EXERCISE DIRECTIONS: Which USD/JPY price levels or zones does the forex commentary mention?

### PAGE EXTRACT ###

The 160–163 zone remains highly sensitive. Earlier in the year, traders treated 160 as a likely intervention danger area. By late June and early July, however, the market appeared to believe that Tokyo’s effective pain threshold may have shifted higher, closer to 165, unless volatility becomes disorderly. That is why USD/JPY has been able to remain elevated despite repeated official concern. Technically, this creates an unusual setup: the pair still has structural support from yield differentials, but every push higher carries rising headline and intervention risk.

Fundamental Analysis

Fundamentally, USD/JPY remains trapped between two powerful forces. On one side, last week’s weak U.S. jobs report reduced expectations for a near-term Fed hike and should, in theory, limit dollar upside. On the other side, Japan’s yield disadvantage remains severe. U.S. rates remain far above Japanese rates, and even after the payrolls miss, the dollar still offers a much more attractive carry profile than the yen.

Reuters noted that analysts are skeptical any Japanese intervention would provide lasting support unless the underlying interest-rate gap narrows. That matters because intervention can create sharp short-term yen rallies, but it rarely reverses a structural trend when yield differentials remain wide.

Japan also faces domestic pressure from yen weakness. A weaker yen raises import costs, especially for energy and food, and that has already become a political and economic issue. But tightening policy aggressively is difficult because Japan’s fiscal position and bond market remain fragile. That leaves USD/JPY supported by fundamentals even though the pair is politically uncomfortable at current levels.

GBP/USD

Technical Analysis

GBP/USD slipped on Monday, ending a seven-day rally that had been driven by last week’s dollar selloff and sterling’s strong performance against the euro. Reuters reported that the pound fell about 0.1% to $1.3338, after gaining 1.1% last week, its strongest weekly advance in roughly three months.

Technically, the pullback looked corrective rather than trend-changing. Sterling had become stretched after a strong run, and Monday’s decline reflected profit-taking as the dollar steadied. The pair remained near the upper end of its recent range, meaning the broader recovery structure was not broken. However, the failure to extend higher after the seven-day rally suggests that GBP/USD now needs fresh catalysts to continue advancing.

### INFORMATION SUPPLIED ###

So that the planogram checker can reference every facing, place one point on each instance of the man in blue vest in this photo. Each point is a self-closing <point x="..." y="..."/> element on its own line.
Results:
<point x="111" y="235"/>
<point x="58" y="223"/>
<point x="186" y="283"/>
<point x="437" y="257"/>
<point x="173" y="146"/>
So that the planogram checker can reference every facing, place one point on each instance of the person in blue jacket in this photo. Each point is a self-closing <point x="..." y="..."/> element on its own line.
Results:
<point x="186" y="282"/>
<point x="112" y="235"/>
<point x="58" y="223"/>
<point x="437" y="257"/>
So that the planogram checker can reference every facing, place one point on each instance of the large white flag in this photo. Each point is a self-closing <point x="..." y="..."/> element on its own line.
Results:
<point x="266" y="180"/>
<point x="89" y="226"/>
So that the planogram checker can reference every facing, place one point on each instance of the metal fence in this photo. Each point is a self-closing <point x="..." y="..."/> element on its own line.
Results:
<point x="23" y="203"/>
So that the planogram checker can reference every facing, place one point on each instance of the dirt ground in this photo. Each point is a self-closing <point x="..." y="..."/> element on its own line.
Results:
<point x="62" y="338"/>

###

CORRECT OUTPUT:
- The 160–163 zone
- 160
- 165